Boredom. Mundaneness. Bleh….

Name and Place for 6 January 2015


T. David Gordon has written a compelling 108 page “shoebox” book, i.e., it can fit in a shoebox, or a jacket pocket.  “Compelling” because he analyzes how and why preaching, listeners, and the preachers themselves suffer, in quite a bit of what passes for “Church” these days.

Here’s two paragraphs from Gordon’s Why Johnny Can’t Preach: The Media Have Shaped the Messengers:

r-SCHOOL-BORING-large570Mundaneness is, I believe, part of the curse in Genesis 3.  The earth no longer yields its bounty without toilsome labor and much frustration.  Our routines make us more efficient, as we attempt to scratch out some form of survival in this cursed environment, but those same routines can make us more like cogs in a machine and less like humans.  Life becomes a series of tasks, with few uninterrupted moments to pause, to reflect, to appreciate.  Verse is a common-grace gift that enables us, through the fog of images and sounds, to again see ourselves and others as bearers of the image of God.  When the poet stares at that which the rest of us merely glance at, he invites us to take a longer look along with him.  It is precisely this longer look that is necessary to cultivate a sensibility for the significant.

## TASKS
(a) Copy the section of the post on mundaneness word for word, starting at "r-SCHOOL-BORING-large570Mundaneness is, I" and ending at "for the significant.".
(b) According to the post on mundaneness, why is Gordon's book "compelling"? Answer in one to three sentences.

Dataset entries:
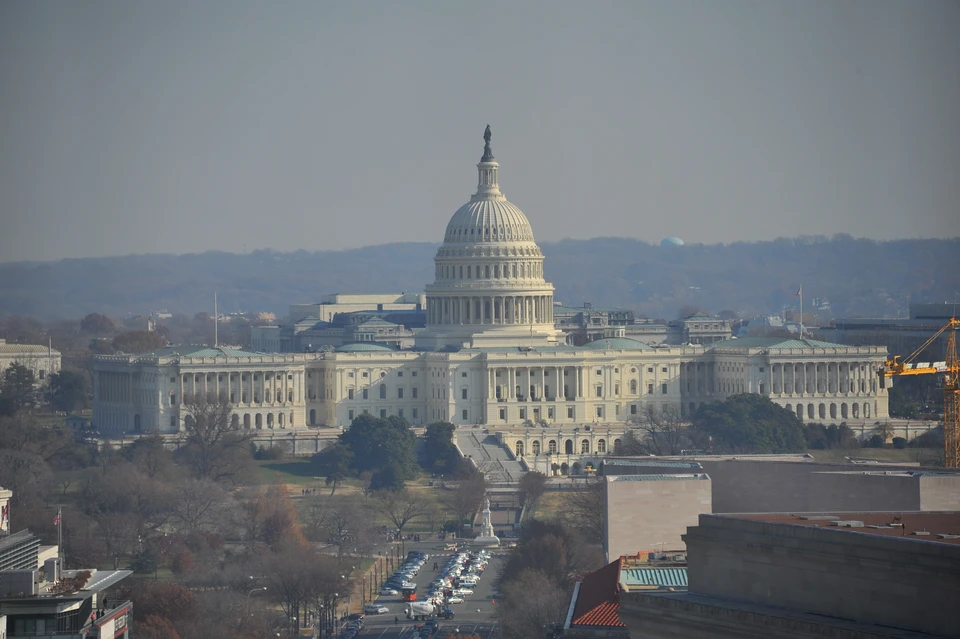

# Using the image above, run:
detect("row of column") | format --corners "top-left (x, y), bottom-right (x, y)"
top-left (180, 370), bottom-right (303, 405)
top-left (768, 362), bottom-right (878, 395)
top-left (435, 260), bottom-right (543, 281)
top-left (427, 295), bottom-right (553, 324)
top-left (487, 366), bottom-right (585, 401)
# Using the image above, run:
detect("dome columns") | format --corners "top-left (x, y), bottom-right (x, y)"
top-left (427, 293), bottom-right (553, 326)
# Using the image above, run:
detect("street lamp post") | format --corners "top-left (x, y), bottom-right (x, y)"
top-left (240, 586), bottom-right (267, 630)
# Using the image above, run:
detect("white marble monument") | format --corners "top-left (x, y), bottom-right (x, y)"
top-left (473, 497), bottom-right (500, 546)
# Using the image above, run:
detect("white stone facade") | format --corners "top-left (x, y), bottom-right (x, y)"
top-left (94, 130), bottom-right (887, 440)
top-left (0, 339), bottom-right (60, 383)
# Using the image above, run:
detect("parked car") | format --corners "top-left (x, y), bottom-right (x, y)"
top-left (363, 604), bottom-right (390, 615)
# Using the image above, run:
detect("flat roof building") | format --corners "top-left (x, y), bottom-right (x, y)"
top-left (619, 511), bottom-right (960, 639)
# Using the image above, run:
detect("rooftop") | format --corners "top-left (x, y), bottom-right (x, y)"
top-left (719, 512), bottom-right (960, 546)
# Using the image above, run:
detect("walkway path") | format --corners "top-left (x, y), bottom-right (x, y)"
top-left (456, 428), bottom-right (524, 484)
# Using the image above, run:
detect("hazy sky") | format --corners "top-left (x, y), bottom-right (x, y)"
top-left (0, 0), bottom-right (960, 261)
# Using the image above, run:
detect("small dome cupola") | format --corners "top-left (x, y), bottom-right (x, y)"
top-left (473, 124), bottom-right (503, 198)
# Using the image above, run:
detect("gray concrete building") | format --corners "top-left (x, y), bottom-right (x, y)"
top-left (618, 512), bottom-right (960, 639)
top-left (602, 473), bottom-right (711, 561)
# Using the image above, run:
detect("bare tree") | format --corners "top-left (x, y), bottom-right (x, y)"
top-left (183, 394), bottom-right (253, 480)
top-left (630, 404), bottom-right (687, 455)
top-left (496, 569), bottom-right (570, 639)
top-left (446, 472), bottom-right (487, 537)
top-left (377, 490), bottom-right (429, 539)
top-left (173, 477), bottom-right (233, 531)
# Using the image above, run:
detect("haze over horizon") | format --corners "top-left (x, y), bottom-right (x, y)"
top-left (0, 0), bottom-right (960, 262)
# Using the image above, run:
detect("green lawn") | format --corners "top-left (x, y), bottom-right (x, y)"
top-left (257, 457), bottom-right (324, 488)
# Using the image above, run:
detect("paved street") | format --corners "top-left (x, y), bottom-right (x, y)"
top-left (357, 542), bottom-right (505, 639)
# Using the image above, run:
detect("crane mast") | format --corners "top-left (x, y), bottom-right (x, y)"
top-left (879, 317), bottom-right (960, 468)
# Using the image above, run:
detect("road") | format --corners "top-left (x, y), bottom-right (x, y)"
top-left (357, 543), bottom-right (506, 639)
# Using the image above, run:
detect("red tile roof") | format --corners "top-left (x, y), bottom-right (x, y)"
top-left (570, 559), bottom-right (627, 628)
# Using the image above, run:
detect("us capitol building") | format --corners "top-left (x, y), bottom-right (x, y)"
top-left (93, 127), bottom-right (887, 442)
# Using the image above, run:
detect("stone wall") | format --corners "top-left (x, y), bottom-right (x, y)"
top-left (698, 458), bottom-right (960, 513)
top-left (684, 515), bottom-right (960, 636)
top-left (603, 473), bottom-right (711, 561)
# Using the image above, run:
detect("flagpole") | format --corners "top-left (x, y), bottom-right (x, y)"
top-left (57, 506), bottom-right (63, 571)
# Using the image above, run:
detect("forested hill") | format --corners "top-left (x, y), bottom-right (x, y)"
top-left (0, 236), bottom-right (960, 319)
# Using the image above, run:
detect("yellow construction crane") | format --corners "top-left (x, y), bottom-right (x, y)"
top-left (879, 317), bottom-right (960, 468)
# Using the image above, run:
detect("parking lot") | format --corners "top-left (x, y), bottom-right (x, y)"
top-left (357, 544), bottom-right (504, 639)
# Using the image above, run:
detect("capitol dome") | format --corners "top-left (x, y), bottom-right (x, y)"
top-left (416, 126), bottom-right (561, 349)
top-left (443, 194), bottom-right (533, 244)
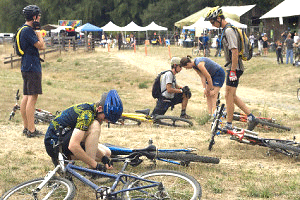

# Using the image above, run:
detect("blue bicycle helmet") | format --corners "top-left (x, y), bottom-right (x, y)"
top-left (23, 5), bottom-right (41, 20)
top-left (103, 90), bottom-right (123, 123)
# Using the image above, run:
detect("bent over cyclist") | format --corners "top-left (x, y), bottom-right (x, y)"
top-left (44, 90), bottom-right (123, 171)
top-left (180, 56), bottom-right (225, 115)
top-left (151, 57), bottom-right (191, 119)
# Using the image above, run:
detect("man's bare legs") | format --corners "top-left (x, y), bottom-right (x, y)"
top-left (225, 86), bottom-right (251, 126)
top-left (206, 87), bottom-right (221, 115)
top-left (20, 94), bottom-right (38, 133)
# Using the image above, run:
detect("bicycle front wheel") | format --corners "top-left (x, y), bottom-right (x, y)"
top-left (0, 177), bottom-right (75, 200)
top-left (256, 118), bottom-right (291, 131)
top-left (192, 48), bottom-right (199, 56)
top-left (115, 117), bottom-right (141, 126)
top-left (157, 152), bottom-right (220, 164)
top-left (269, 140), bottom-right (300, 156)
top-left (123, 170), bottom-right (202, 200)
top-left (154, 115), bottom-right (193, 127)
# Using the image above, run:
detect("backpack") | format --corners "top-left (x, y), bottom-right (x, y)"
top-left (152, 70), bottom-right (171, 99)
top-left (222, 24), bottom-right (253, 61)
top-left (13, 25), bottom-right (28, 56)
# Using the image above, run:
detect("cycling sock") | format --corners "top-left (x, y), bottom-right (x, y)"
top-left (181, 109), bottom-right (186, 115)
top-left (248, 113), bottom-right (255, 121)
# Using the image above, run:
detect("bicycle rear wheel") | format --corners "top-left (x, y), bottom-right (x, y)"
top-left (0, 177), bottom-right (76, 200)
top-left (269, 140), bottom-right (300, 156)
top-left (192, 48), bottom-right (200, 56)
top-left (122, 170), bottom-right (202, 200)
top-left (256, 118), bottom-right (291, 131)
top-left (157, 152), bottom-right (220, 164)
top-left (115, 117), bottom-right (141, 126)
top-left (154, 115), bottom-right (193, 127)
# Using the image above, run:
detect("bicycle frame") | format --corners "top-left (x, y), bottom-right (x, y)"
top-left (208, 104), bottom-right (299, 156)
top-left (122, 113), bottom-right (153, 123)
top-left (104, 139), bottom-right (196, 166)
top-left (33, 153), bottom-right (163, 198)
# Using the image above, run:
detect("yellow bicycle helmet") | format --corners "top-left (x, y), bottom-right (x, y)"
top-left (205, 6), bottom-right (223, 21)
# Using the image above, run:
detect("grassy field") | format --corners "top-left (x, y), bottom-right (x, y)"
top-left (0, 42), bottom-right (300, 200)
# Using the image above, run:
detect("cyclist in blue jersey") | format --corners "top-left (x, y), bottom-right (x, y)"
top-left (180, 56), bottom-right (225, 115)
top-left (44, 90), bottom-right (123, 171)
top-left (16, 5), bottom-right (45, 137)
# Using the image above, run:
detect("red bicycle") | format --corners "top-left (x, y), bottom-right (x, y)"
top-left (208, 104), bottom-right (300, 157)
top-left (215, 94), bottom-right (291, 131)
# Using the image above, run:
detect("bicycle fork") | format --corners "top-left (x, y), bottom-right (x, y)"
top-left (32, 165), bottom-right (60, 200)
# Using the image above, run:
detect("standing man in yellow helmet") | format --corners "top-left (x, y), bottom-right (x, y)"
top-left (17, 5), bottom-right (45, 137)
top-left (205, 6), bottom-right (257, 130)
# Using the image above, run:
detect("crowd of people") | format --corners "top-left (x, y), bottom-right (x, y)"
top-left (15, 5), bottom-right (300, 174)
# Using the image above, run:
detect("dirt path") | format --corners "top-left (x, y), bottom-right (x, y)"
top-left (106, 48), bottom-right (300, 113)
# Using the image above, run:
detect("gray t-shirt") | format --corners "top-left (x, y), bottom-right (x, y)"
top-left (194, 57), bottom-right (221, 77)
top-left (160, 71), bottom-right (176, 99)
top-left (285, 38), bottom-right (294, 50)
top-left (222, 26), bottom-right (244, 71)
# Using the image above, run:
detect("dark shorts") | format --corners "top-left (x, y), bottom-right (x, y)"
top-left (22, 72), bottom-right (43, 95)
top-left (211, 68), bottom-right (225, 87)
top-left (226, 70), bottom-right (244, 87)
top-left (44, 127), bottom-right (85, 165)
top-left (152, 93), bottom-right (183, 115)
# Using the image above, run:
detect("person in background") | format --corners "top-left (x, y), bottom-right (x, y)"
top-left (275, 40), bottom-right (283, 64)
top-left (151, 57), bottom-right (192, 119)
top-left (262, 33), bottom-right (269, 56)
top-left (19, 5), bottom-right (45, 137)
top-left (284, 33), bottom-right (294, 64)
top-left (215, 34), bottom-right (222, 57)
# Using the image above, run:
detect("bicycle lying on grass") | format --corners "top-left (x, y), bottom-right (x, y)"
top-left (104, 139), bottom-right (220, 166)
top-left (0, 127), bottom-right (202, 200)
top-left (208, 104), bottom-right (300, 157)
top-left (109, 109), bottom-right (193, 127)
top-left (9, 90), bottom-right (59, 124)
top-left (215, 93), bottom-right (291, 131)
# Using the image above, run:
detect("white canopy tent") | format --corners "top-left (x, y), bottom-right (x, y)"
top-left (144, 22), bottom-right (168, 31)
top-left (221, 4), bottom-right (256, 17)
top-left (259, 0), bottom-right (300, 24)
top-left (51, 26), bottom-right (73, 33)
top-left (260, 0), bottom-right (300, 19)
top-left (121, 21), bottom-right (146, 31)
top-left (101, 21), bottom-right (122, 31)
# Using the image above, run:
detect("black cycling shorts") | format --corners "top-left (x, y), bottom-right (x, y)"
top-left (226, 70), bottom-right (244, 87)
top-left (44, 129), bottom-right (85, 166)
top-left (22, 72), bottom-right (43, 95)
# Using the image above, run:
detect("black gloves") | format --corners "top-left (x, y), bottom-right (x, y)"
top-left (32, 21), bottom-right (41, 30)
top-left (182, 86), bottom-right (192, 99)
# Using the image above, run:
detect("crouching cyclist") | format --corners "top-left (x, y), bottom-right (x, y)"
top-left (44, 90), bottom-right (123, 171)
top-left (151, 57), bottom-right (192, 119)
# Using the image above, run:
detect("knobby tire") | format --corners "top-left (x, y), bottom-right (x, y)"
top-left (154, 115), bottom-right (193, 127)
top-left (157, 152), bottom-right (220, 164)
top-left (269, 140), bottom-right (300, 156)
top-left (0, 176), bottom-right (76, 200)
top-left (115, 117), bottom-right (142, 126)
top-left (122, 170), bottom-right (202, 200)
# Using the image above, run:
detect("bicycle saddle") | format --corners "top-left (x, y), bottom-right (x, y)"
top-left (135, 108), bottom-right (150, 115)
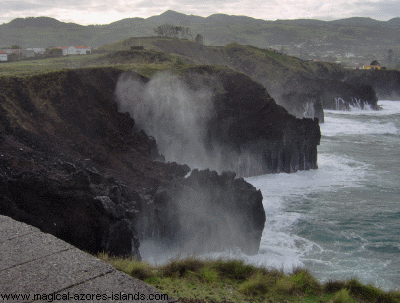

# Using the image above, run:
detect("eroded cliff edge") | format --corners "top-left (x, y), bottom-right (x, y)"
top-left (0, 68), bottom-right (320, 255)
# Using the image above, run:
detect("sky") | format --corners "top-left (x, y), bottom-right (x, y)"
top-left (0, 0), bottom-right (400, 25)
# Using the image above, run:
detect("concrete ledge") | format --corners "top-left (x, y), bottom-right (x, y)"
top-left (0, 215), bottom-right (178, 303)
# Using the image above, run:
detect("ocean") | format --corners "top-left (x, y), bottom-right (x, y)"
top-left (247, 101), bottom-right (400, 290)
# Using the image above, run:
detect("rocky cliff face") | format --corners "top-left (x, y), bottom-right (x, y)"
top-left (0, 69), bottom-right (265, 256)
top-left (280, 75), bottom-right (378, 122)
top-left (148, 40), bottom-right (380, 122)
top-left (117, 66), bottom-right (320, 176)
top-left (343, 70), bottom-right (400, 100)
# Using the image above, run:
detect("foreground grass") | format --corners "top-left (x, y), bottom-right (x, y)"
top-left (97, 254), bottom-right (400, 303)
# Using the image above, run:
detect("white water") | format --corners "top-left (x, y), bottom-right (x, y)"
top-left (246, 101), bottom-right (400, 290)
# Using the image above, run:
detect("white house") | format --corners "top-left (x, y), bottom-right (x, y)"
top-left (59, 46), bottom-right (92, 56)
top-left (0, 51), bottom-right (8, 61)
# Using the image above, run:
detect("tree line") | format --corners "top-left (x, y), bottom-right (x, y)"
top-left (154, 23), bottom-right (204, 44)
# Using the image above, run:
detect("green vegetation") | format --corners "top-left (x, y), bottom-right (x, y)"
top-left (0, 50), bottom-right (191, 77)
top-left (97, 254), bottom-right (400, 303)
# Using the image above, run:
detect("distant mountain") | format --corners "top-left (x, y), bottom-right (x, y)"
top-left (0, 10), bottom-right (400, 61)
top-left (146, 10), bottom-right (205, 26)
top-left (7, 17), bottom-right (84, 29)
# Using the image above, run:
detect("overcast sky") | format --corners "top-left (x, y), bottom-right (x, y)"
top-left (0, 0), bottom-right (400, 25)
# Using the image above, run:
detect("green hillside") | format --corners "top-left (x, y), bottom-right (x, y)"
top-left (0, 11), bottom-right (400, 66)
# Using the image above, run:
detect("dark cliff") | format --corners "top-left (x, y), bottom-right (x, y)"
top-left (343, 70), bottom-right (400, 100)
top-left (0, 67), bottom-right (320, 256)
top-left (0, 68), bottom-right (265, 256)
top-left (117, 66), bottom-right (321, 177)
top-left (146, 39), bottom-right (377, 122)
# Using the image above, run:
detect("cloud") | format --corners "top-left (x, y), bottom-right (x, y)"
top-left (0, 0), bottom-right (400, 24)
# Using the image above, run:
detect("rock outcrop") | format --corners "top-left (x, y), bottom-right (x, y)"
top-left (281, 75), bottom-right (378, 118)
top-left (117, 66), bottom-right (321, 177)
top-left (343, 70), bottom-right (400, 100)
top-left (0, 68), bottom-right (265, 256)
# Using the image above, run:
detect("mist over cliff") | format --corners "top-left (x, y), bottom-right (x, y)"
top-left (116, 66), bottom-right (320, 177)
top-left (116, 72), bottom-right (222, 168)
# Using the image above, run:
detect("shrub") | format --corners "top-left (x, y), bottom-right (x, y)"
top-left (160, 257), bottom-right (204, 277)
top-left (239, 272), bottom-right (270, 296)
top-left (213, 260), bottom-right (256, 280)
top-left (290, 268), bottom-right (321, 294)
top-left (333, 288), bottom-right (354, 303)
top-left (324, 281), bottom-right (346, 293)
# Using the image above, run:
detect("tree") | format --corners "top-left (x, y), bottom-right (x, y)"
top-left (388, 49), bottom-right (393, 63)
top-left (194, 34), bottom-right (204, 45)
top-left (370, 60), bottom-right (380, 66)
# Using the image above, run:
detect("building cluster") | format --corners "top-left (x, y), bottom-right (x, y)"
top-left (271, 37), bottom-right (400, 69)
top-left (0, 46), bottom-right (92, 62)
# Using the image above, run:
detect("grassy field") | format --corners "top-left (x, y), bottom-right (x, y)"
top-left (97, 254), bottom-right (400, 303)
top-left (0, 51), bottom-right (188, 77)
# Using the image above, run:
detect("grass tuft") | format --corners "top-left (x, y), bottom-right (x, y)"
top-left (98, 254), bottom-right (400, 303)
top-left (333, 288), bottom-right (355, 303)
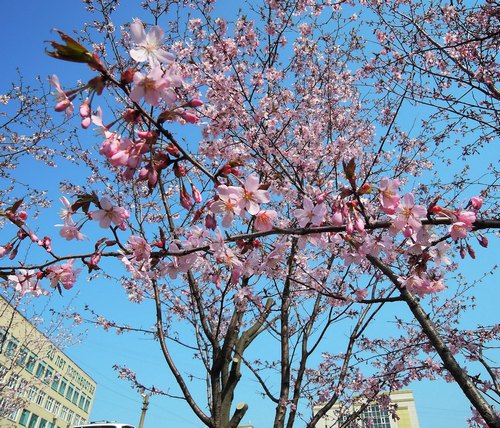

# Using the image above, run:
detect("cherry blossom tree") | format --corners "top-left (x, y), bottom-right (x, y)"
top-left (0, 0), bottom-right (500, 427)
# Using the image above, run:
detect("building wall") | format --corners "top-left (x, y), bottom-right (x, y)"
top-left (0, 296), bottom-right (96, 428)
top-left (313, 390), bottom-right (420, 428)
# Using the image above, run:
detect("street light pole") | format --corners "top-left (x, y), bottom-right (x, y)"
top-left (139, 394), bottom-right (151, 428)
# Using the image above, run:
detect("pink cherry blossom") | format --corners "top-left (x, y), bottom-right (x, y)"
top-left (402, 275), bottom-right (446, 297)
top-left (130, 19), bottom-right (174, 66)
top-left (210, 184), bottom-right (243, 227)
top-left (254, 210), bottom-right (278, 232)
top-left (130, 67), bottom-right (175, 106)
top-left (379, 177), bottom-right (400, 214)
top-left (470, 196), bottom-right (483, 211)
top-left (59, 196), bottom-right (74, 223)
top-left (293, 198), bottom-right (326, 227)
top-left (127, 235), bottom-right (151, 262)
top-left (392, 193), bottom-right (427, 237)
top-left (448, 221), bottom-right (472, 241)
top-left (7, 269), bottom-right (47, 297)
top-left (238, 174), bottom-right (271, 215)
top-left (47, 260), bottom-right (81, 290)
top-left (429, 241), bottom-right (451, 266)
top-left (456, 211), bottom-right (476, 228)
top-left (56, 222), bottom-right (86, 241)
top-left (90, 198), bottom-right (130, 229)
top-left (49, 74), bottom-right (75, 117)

## WRITTEN RESPONSES
(a)
r-SCHOOL-BORING-large570Mundaneness is, I believe, part of the curse in Genesis 3.  The earth no longer yields its bounty without toilsome labor and much frustration.  Our routines make us more efficient, as we attempt to scratch out some form of survival in this cursed environment, but those same routines can make us more like cogs in a machine and less like humans.  Life becomes a series of tasks, with few uninterrupted moments to pause, to reflect, to appreciate.  Verse is a common-grace gift that enables us, through the fog of images and sounds, to again see ourselves and others as bearers of the image of God.  When the poet stares at that which the rest of us merely glance at, he invites us to take a longer look along with him.  It is precisely this longer look that is necessary to cultivate a sensibility for the significant.

(b) Gordon's book is compelling because he analyzes how and why preaching, listeners, and the preachers themselves suffer in much of what passes for "Church" these days.